### Texto extraído
——

La devaluación de la moneda es la principal causa del empobrecimiento de la población, que observa atónita cómo su salario actual es seis veces menor que antes del estallido de las protestas el 17 de octubre de 2019, cuando las calles se llenaron al grito de «¡thawra!» (revolución, en árabe).

Durante semanas, la población salió a protestar por la inacción de una clase política incapaz de sacar al país de la crisis. Entonces, con el tipo de cambio en torno a 1.800 libras por dólar, nadie podía imaginar que casi dos años después la moneda perdería el 90% de su valor.

«Si no tienes dólares, estás perdido», afirma exaltada la propietaria de un negocio en el centro de Beirut. Narra cómo la drástica devaluación de la libra está provocando el «hundimiento en cadena» de toda la sociedad.

——

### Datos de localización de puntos
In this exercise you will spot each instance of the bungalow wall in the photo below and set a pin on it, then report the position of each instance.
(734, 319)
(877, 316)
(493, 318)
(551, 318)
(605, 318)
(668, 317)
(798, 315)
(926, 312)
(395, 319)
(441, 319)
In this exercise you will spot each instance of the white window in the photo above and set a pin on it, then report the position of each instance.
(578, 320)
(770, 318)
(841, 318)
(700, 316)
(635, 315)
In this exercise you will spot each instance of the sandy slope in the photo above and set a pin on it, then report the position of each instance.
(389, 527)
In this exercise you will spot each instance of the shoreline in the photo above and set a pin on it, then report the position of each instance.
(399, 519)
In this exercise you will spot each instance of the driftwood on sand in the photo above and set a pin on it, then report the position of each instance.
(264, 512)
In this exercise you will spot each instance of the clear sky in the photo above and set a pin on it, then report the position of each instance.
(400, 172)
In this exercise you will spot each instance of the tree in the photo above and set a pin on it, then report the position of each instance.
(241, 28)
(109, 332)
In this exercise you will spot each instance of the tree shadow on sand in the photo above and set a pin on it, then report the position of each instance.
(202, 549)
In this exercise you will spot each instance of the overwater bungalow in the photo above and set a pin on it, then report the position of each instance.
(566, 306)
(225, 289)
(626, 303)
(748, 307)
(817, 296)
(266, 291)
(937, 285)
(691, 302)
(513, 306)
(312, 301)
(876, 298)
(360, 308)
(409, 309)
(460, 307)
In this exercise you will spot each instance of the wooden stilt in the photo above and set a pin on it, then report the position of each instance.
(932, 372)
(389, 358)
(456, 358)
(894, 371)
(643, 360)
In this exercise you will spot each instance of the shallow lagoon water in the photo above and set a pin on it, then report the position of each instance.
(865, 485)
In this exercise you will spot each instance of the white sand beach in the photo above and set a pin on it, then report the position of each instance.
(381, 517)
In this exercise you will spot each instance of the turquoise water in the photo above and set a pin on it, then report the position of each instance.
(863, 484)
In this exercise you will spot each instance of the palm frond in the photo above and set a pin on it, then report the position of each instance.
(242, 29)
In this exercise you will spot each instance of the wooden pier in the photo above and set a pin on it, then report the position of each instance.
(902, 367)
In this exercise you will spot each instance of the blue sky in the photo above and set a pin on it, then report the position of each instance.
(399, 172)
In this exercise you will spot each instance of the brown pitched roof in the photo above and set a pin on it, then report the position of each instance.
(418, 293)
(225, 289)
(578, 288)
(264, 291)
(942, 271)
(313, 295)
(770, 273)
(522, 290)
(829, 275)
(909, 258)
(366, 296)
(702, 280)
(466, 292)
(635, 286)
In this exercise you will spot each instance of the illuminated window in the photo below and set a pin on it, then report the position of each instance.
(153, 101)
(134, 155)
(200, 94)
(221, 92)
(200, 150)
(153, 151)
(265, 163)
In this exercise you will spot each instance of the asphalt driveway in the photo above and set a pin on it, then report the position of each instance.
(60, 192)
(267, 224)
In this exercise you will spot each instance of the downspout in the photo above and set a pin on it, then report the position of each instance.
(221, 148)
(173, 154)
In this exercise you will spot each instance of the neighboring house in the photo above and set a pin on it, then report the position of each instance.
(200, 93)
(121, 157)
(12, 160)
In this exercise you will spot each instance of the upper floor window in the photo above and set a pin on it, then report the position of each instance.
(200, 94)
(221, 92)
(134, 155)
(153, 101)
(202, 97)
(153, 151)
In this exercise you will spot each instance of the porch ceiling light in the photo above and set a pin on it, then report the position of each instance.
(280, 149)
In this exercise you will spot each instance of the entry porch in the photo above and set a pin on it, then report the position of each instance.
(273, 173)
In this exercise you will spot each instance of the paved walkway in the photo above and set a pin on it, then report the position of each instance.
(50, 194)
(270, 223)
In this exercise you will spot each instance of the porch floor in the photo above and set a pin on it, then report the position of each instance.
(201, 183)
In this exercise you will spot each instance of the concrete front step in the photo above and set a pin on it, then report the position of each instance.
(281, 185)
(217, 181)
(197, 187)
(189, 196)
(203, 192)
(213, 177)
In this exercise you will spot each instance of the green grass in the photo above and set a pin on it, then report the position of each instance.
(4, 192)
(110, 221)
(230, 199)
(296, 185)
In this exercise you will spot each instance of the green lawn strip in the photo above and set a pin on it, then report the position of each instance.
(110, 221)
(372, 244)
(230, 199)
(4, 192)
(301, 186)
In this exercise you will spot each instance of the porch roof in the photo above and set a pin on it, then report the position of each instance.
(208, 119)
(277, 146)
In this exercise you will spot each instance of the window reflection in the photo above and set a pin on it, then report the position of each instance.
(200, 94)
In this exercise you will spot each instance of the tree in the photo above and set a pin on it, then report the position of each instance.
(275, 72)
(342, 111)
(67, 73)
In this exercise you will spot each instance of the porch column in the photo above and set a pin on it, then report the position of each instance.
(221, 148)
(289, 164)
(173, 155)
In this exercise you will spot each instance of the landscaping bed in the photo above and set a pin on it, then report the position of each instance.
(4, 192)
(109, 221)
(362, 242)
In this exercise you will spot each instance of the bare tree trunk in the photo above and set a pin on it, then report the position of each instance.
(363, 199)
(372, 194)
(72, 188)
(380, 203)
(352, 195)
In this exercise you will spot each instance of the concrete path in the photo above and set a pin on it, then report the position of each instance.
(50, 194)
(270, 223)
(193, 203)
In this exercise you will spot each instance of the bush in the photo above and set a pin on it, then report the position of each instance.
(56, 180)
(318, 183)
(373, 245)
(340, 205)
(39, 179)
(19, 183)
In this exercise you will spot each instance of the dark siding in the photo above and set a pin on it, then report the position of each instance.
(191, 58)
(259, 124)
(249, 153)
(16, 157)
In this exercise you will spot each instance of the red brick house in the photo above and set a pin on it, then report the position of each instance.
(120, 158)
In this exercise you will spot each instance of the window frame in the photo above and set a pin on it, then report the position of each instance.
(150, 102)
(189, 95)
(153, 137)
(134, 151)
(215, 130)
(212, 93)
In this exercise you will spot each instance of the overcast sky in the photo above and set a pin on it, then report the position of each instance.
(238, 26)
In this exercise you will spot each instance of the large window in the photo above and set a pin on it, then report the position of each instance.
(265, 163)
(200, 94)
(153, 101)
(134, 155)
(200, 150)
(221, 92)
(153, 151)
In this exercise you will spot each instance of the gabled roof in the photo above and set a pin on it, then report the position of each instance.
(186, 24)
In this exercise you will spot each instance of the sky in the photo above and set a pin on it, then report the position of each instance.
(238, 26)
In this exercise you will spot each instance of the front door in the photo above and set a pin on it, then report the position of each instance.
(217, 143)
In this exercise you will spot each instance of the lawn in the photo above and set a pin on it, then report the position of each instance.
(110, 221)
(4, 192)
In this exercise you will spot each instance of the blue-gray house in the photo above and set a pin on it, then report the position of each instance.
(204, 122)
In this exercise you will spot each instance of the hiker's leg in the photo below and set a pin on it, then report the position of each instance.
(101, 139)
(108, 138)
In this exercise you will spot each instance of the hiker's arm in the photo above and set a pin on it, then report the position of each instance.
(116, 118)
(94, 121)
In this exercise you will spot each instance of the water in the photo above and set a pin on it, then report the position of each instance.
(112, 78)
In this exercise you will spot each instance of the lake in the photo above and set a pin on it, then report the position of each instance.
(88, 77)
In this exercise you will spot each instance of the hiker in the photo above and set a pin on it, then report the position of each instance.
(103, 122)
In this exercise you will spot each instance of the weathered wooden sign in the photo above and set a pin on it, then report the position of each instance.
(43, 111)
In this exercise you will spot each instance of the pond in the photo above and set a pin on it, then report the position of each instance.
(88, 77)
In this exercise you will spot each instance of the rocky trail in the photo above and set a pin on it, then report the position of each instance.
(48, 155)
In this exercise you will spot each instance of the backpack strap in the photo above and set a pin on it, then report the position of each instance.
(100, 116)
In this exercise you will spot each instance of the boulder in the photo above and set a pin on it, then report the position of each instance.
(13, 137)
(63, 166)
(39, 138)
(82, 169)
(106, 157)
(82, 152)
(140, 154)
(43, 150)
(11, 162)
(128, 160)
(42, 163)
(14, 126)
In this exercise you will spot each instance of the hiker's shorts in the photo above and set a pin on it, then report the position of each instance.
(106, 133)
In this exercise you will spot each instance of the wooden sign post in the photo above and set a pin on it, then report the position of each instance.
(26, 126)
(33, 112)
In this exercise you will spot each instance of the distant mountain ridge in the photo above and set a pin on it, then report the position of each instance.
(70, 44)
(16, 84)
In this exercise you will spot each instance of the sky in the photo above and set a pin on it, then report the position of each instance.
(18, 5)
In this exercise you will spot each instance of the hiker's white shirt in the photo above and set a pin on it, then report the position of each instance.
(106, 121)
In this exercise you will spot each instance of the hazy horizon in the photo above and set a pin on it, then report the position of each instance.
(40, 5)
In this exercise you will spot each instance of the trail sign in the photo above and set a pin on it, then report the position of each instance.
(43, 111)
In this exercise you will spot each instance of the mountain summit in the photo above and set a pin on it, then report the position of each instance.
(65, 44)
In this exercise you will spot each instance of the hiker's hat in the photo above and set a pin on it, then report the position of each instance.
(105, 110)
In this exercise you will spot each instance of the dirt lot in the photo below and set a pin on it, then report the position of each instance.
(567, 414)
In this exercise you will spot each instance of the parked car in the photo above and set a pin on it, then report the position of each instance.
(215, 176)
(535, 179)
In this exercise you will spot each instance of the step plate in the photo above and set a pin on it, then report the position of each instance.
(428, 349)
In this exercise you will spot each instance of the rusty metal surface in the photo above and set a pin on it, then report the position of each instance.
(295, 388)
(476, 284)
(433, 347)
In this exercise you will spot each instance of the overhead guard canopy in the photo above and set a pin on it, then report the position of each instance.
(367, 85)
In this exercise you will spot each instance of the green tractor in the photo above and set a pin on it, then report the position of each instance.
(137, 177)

——

### Tarea asignada A
Según el texto sobre la devaluación de la moneda, ¿en torno a qué tipo de cambio estaba la libra cuando la población salió a protestar?
### Tarea asignada B
Reproduce sin cambios el fragmento del texto sobre la devaluación de la moneda que empieza en «Durante semanas, la» y termina en «toda la sociedad.».

### Respuesta del ejercicio A
En torno a 1.800 libras por dólar.

### Respuesta del ejercicio B
Durante semanas, la población salió a protestar por la inacción de una clase política incapaz de sacar al país de la crisis. Entonces, con el tipo de cambio en torno a 1.800 libras por dólar, nadie podía imaginar que casi dos años después la moneda perdería el 90% de su valor.

«Si no tienes dólares, estás perdido», afirma exaltada la propietaria de un negocio en el centro de Beirut. Narra cómo la drástica devaluación de la libra está provocando el «hundimiento en cadena» de toda la sociedad.